We live in a crazy world, where seemingly normal and competent people can singlehandedly end hundreds of lives and ruin countless others. We are running out of bandaids. We are at a loss. And we are all, sadly, at a point where nothing surprises us.

Well, hardly anything. As I went about my business, hoping for some new articulation of questions and maybe even some new answers, my waning attention was grabbed by an unfamiliar voice: "Hi. I'm Ron Reagan." Isn't he dead? I ran back into the room to watch. This Ron Reagan did not look anything like Nancy's husband. He was thin, about my age, with lots of teeth, including one vampire-quality standout on the right side. He was engaging in a bit of a rant about religion and atheism, capping it all off with the somewhat bold statement that he is not afraid of Hell. Of course he isn't. You can't be afraid of something you don't believe in.

Young Ron was speaking on behalf of the Freedom From Religion Foundation (FFRF). With a lull in new information about the tragic plane crash, I began to wonder what the FFRF was all about. I could not believe it was simply about being an atheist and being fearless about Hell. Information was scant, but, from what I could tell, FFRF is less about standing for a particular position regarding God and Hell than it is about standing for separation of church and state and the freedom to choose one's beliefs or non-beliefs and the freedom to not have religion of any kind rammed down one's throat. Ron's little ad, in my opinion, was not doing justice to what could be a very good cause. And it certainly seemed a bit inappropriate when so many innocent lives had just been lost in such a senseless way. On the bright side -- if there is one -- it did catch my attention.

As I said, I am confused. About why anybody, suicidal or not, can be so reckless and evil and place so little value on life. About why, so many years after 9/11, we still cannot figure out a way to keep the good guys in and the bad guys out. About why some guy with a Dracula-esque mouth can capitalize on his father's name to make a mockery of what might otherwise be a legitimate cause. And, perhaps, about how I -- and many others -- have become so numb.

============================================================

--- Tasks and exercises ---
(1) Answer these questions about the essay on Ron Reagan's ad:
(a) On whose behalf was Ron Reagan speaking?
(b) What bold statement did he end his rant with?
(c) During a lull in new information about what event did the writer begin to wonder about the organization?
(2) Retype the stretch of the essay on Ron Reagan's ad from "Well, hardly anything." through "don't believe in.".

============================================================

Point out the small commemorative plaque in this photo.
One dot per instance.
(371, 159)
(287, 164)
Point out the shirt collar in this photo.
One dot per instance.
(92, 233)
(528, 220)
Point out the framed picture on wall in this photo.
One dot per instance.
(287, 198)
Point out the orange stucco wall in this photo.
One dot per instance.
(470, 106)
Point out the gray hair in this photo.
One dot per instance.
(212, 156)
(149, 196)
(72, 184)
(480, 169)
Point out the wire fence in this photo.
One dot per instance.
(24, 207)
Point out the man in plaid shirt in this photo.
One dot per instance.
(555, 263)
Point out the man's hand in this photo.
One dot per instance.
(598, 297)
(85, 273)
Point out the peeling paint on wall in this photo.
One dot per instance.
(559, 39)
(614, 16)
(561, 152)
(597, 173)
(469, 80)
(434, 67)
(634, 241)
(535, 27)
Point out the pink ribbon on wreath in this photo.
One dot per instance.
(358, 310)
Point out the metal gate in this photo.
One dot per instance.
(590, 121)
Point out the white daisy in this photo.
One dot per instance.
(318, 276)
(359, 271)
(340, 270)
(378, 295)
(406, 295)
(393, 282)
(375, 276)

============================================================

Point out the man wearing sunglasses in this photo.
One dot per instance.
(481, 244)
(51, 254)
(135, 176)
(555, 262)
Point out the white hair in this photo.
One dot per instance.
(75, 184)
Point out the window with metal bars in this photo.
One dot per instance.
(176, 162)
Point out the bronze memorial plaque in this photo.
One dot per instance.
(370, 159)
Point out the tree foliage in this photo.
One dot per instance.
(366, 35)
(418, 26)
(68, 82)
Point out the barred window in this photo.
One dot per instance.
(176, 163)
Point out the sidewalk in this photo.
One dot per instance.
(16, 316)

============================================================

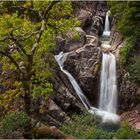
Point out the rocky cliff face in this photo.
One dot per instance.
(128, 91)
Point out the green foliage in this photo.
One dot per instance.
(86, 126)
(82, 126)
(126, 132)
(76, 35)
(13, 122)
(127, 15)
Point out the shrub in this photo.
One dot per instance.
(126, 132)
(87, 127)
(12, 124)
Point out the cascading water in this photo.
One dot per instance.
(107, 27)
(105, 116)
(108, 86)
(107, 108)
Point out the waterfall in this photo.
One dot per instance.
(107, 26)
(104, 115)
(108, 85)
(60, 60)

============================================================

--- Expected outputs ---
(1)
(a) The Freedom From Religion Foundation (FFRF).
(b) That he is not afraid of Hell.
(c) The tragic plane crash.

(2)
Well, hardly anything. As I went about my business, hoping for some new articulation of questions and maybe even some new answers, my waning attention was grabbed by an unfamiliar voice: "Hi. I'm Ron Reagan." Isn't he dead? I ran back into the room to watch. This Ron Reagan did not look anything like Nancy's husband. He was thin, about my age, with lots of teeth, including one vampire-quality standout on the right side. He was engaging in a bit of a rant about religion and atheism, capping it all off with the somewhat bold statement that he is not afraid of Hell. Of course he isn't. You can't be afraid of something you don't believe in.